The Student Room Group

How *not* to send your young adult off to Uni?

inspired by a very kind post by 5hyl33n, I though this might be fun to hear others' stories

I did all the Uni Open Days on my own, there and back by train in a day (parents were too busy working). Which I think is possibly a good thing.

We lived nearly 300 miles from my chosen Uni (which had been an epic Open Day trip!). So when it was time to leave home I packed my rucsac with a weeks worth of clothes, some toiletries and some money.

My parents had arranged for a delivery guy they knew to get me to Coventry overnight in his van (which broke down on the M5 about 2am), from there a retired couple they knew would take me on to the Uni, as they drove to Scotland in their camper (parents were too busy working).

While I appreciate the independence and self reliance this taught me, its not what I would chose for my kids (unless they tell me to)
(edited 10 months ago)
Reply 1
I didn't do any Open Days, so far as I recall you just applied and got interviews and went to them. I went to all of them by myself on the train including at least one overnight.

I then took a year out because my offer required it, except that when I got there it seemed no-one else had done so...

And my dad took me in the car, but we didn't know where the halls of residence was and when we finally found it they weren't expecting me because I hadn't replied to some letter or other, so I spent one night in a different room until they found an upstairs one (girls were always put upstairs) and didn't sleep because of all the screaming, shouting, music, running around banging doors etc.
Original post by ChiefBrody
inspired by a very kind post by 5hyl33n, I though this might be fun to hear others' stories

I did all the Uni Open Days on my own, there and back by train in a day (parents were too busy working). Which I think is possibly a good thing.

We lived nearly 300 miles from my chosen Uni (which had been an epic Open Day trip!). So when it was time to leave home I packed my rucsac with a weeks worth of clothes, some toiletries and some money.

My parents had arranged for a delivery guy they knew to get me to Coventry overnight in his van (which broke down on the M5 about 2am), from there a retired couple they knew would take me on to the Uni, as they drove to Scotland in their camper (parents were too busy working).

While I appreciate the independence and self reliance this taught me, its not what I would chose for my kids (unless they tell me to)

# Activities:
1) Reproduce the part of the forum thread on leaving for university from "(edited 10 months" to "least one overnight.".
2) Summarize the forum thread on leaving for university in three sentences.
3) Carry on the forum thread on leaving for university from the point where it stops.
The lines after the forum thread on leaving for university are not needed.

# Raw data:
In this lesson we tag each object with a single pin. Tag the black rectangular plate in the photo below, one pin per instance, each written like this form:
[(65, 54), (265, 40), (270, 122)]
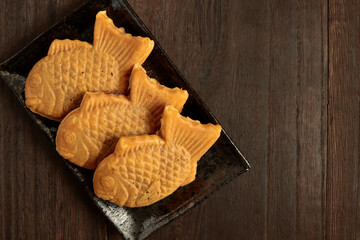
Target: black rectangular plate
[(222, 163)]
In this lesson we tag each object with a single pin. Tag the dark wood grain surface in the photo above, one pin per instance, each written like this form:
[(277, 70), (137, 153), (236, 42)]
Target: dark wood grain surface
[(282, 77)]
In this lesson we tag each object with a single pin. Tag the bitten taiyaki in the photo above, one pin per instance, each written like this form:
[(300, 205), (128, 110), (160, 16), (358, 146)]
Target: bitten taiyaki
[(57, 83), (145, 169), (88, 134)]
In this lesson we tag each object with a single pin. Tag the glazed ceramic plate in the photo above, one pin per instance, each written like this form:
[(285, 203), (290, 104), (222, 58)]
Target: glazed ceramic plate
[(222, 163)]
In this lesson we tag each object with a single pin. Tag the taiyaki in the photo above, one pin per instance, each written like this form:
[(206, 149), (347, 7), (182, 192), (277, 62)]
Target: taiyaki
[(145, 169), (89, 133), (57, 83)]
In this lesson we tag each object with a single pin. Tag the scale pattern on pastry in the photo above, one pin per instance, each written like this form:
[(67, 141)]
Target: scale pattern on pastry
[(88, 134), (57, 83), (145, 169)]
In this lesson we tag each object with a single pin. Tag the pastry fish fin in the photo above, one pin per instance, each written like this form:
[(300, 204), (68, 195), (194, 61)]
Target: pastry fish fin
[(195, 137), (100, 99), (149, 93), (191, 176), (66, 45), (134, 142), (151, 194), (126, 48)]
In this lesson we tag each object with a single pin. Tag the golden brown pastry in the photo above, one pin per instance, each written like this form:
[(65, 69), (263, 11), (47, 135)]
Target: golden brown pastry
[(58, 82), (145, 169), (89, 133)]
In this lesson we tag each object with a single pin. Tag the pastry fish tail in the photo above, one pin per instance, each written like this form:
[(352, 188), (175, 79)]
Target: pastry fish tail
[(195, 137), (149, 93), (127, 49)]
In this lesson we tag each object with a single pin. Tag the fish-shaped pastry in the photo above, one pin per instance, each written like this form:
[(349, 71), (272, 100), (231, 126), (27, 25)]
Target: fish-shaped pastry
[(57, 83), (90, 132), (145, 169)]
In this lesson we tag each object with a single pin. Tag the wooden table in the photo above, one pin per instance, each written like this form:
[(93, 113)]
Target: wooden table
[(282, 77)]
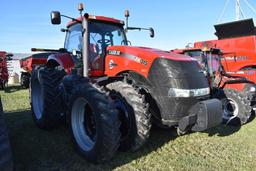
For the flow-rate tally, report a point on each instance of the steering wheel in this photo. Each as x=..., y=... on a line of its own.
x=106, y=41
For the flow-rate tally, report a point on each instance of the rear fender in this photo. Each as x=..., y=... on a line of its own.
x=61, y=59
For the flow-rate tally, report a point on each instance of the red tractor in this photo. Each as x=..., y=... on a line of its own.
x=28, y=63
x=237, y=41
x=4, y=57
x=108, y=90
x=236, y=93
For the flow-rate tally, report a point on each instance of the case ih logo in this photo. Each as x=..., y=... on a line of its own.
x=235, y=58
x=114, y=52
x=129, y=56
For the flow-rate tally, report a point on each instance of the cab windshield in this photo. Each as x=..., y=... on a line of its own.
x=102, y=35
x=209, y=61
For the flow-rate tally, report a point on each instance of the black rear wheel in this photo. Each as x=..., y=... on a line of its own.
x=46, y=101
x=94, y=123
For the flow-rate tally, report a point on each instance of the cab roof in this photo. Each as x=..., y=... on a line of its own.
x=98, y=18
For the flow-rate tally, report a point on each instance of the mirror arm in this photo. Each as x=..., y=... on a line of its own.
x=136, y=28
x=73, y=19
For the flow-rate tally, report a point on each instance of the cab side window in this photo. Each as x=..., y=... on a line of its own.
x=74, y=38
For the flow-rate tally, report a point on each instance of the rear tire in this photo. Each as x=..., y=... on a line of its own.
x=133, y=113
x=6, y=163
x=25, y=79
x=236, y=107
x=46, y=101
x=94, y=123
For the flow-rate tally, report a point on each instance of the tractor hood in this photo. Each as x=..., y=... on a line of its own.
x=148, y=54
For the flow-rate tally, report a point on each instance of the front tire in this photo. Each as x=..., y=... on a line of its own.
x=46, y=102
x=94, y=123
x=133, y=113
x=235, y=107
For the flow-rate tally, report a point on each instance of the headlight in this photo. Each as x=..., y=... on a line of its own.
x=252, y=89
x=176, y=92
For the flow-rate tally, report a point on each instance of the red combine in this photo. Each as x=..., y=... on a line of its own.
x=4, y=57
x=108, y=90
x=237, y=41
x=236, y=93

# Responses in order:
1)
(edited 10 months ago)
Reply 1
I didn't do any Open Days, so far as I recall you just applied and got interviews and went to them. I went to all of them by myself on the train including at least one overnight.

2) The original poster attended university open days alone by train and later left home for a university nearly 300 miles away with a backpack of clothes, toiletries and money. Because the parents were too busy working, the trip began overnight in a delivery van that broke down on the M5 and continued with a retired couple driving to Scotland. The poster values the independence this taught but would not choose it for their own children, and a reply describes going alone by train to interviews, taking a required year out, and spending a sleepless first night in a different room because the halls were not expecting the writer.

3)
Occasionally, I look up my username, and that's precisely what I did a few minutes ago, leading me to discover this thread. :blushing:

I applied to university during 2020/2021 (COVID-19 years). Even though we lived in close proximity to London, my father declined to take me to the university Open Days or show me around the campuses before the pandemic. He reasoned that as a chauffeur frequently working in London, he preferred not to make additional trips unless it was work-related. When COVID-19 struck and we were in lockdown, he proposed that I participate in the online Open Days to save time. However, the virtual format didn't provide the same immersive experience as visiting in person, leaving me uncertain about where to apply.

On the other hand, my mother remained consistently sceptical about my choice to pursue a chemistry degree and continued to question whether it was the right path for me.

While my cousins supported and encouraged me, my aunts and uncles frequently expressed concerns about my ability to cope independently in Cardiff since I had never experienced living on my own.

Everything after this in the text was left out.